== Text segment ==
Sovereign Wealth Funds as ‘Social Control of Public Wealth’
The Greens are big supporters of making greater use of sovereign wealth funds. This op-ed in The Age helps explain the appeal of sovereign wealth funds to the left:
contemporary Left thinkers have increasingly argued that the ‘‘financialisation’’ of society - the replacement of government-funded retirement with individually-funded savings invested in financial markets, the privatisation of core services, the increasing ownership of society by hedge funds and the explosive use of credit - needs some tempering through social control of public wealth. That could come through government ownership of vehicles such as sovereign wealth funds.
In other words, the role of SWFs is to disintermediate the private sector from saving and investment decisions. This is perfectly understandable coming from a left-wing perspective. However, it begs the question as to why so many Coalition MPs, such as Malcolm Turnbull and Josh Frydenburg, are also such enthusiastic supporters of SWFs.
The private sector already saves and invests for the future through private capital markets. It is governments that routinely squander future wealth thorough increased public spending and borrowing. Increased public saving via a SWF sounds virtuous, until you recognise that public saving is just deferred government spending. Unless you think future governments are going to make better spending decisions than the governments we have actually had, the argument for increased public saving via a SWF is decidedly weak.
In this op-ed, I argue that some of the objectives behind a sovereign wealth fund could be better achieved through binding fiscal responsibility legislation. If a politician supports a SWF, but opposes fiscal responsibility legislation, then you know they can’t be trusted with a SWF.
===
Questions →
1. Which two Coalition MPs does the post on sovereign wealth funds name as enthusiastic supporters of SWFs?
2. Duplicate the part of the post on sovereign wealth funds starting with "In other words, the" and going on through "supporters of SWFs.".
== Material supplied ==
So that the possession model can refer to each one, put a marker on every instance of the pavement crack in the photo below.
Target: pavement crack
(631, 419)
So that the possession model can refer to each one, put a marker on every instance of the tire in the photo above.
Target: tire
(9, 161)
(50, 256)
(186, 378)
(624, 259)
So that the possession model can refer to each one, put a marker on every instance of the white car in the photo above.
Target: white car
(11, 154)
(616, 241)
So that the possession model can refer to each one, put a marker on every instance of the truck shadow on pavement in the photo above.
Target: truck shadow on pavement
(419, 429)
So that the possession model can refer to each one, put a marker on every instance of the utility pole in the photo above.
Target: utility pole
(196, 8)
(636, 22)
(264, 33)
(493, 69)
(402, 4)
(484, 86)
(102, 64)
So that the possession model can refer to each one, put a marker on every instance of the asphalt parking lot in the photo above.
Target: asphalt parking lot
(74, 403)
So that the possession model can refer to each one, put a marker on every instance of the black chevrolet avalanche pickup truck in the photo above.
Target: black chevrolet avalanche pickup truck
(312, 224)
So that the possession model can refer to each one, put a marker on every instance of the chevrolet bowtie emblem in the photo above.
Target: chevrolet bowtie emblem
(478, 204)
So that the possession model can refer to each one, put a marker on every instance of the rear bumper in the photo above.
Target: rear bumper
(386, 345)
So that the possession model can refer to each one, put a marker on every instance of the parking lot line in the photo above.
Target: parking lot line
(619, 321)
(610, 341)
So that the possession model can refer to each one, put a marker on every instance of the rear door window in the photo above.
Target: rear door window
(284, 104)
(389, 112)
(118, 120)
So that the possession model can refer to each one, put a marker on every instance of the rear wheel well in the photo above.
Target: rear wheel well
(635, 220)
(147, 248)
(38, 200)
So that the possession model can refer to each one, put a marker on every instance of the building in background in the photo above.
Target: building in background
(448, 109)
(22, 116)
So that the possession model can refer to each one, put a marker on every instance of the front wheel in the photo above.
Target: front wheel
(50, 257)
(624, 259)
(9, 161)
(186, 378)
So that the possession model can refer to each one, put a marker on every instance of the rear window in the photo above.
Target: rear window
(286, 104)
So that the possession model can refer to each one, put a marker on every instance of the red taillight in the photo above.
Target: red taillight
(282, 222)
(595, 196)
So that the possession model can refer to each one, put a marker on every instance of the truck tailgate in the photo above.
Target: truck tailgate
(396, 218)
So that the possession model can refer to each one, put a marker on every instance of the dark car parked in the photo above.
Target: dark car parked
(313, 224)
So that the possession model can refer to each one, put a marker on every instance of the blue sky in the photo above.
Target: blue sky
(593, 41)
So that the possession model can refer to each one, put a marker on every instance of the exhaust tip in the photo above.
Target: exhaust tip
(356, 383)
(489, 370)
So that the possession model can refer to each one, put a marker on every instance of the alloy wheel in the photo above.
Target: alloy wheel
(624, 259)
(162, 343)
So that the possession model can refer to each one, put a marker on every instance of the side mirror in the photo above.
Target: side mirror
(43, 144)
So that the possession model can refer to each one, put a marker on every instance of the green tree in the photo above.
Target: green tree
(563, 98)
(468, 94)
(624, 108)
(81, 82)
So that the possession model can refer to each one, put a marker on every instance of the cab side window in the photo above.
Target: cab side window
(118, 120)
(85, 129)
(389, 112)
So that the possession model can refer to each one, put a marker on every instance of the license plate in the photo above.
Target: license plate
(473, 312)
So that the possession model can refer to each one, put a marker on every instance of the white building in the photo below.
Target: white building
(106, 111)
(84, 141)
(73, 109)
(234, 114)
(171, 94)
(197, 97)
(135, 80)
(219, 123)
===
Solutions to the tasks →
1. Malcolm Turnbull and Josh Frydenburg.

2.
In other words, the role of SWFs is to disintermediate the private sector from saving and investment decisions. This is perfectly understandable coming from a left-wing perspective. However, it begs the question as to why so many Coalition MPs, such as Malcolm Turnbull and Josh Frydenburg, are also such enthusiastic supporters of SWFs.